Stored records
###
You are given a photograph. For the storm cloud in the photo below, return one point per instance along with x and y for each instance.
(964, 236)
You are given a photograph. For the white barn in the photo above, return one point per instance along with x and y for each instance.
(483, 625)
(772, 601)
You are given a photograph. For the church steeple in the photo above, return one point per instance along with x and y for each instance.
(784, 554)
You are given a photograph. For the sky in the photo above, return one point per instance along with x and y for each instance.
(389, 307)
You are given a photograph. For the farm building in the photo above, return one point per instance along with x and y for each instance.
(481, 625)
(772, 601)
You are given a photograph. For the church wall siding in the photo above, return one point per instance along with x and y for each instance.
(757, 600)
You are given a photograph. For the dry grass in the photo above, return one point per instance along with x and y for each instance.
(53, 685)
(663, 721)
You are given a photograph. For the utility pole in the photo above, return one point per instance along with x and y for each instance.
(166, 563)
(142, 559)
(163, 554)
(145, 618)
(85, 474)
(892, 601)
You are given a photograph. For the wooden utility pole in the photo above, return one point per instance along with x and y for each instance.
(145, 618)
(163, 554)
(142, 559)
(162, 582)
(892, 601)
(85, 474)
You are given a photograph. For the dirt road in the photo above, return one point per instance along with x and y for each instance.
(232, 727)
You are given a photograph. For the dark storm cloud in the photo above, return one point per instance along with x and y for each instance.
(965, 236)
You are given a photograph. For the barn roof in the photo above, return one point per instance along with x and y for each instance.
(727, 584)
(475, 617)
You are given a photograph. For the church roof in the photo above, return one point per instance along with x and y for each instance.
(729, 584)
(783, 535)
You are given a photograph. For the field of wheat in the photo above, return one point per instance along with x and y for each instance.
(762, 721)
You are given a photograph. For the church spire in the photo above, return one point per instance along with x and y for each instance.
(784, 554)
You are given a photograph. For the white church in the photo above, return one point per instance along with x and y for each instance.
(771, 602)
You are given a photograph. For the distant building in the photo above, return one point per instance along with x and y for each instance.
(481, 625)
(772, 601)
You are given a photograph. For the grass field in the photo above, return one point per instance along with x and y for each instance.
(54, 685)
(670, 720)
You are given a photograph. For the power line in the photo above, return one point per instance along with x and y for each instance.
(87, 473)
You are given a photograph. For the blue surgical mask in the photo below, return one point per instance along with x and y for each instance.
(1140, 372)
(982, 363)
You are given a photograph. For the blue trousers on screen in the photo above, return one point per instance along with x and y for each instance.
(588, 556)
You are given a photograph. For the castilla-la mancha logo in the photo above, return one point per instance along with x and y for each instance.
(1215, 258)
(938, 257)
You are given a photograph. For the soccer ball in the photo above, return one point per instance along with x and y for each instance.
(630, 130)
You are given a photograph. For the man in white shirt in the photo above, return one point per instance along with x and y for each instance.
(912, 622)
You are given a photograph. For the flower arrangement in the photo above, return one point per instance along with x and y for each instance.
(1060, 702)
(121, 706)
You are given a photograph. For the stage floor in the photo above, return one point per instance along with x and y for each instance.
###
Exactly as shown, repeat every record.

## Exercise output
You are given a photograph. For the storm cloud in the photo below, return one point per instance along with x and y for each instance.
(964, 236)
You are given a photograph. For the white barn in the photo above, return one point per instance along with x and y for each instance.
(483, 625)
(772, 601)
You are given a photograph. For the church steeple in the photo above, return one point per instance along with x and y for each instance.
(784, 554)
You are given a photograph. For the sky in the photo above, return one point per instance along with x and y for each instance.
(389, 307)
You are given a photograph. For the farm building in the photo above, return one point per instance along with x and y for each instance.
(481, 625)
(772, 601)
You are given a photograph. For the church wall siding in the photo above, return one point per instance along with x and y for each instance.
(757, 600)
You are given a photograph. For the dry grass in the photo above, return one point per instance along with x and y for each instance.
(53, 685)
(663, 721)
You are given a photograph. For the utility pole in the photo above, return one point per instance along with x and y for each instance.
(166, 563)
(142, 559)
(163, 554)
(145, 618)
(85, 474)
(892, 601)
You are given a photograph. For the wooden utility pole in the photo above, return one point per instance along with x and y for each instance.
(145, 618)
(163, 554)
(142, 559)
(162, 582)
(892, 601)
(85, 474)
You are given a photograph. For the dirt road in the photo above, return one point per instance along with x and y for each instance.
(232, 727)
You are given a photograph. For the dark storm cloud in the photo above, return one point per instance along with x and y for each instance.
(965, 236)
You are given a photograph. For the barn roof in the photo above, return one point per instance along with x and y for each instance.
(727, 584)
(475, 617)
You are given a photograph. For the church roof in the photo above, return one point per instance along with x and y for each instance.
(729, 584)
(783, 535)
You are given a photograph. For the field of wheat in the photo above, return one point per instance along with x and y for each instance.
(762, 721)
You are given a photograph. For the church spire in the photo above, return one point per instance along with x and y for each instance.
(784, 554)
You are given a photograph. For the white church in the photo above, return one point per instance along with x and y for each instance.
(771, 602)
You are given a photograph. For the distant building in the photo above, return one point per instance along with x and y for each instance.
(481, 625)
(772, 601)
You are given a photograph. For the grass field in the photo above, return one point per instance along with x and y for each instance.
(54, 685)
(670, 720)
You are given a photograph. For the power line in the photo above, return one point per instance along with x and y for each instance.
(87, 473)
You are given a photograph. For the blue surgical mask in the photo below, return one point per instance along with x and y for each instance.
(1140, 372)
(982, 363)
You are given a photograph. For the blue trousers on screen in the photo above, return one point per instance along with x and y for each instance.
(588, 556)
You are given a photograph. For the castilla-la mancha logo in the photo above, return one point per instance along with x and y for each instance.
(1215, 258)
(938, 257)
You are given a photograph. For the soccer ball in the photo above, return one point per instance along with x and y for each instance.
(630, 130)
You are given a photograph. For the man in white shirt in the photo above, return one point per instance along with x and y for each instance.
(912, 622)
You are given a photograph. For the flower arrangement in the photo above, return one point per instance along with x and y for each instance.
(1060, 702)
(121, 706)
You are given a photograph. For the stage floor in the photo above, return one point per instance along with x and y for each instance.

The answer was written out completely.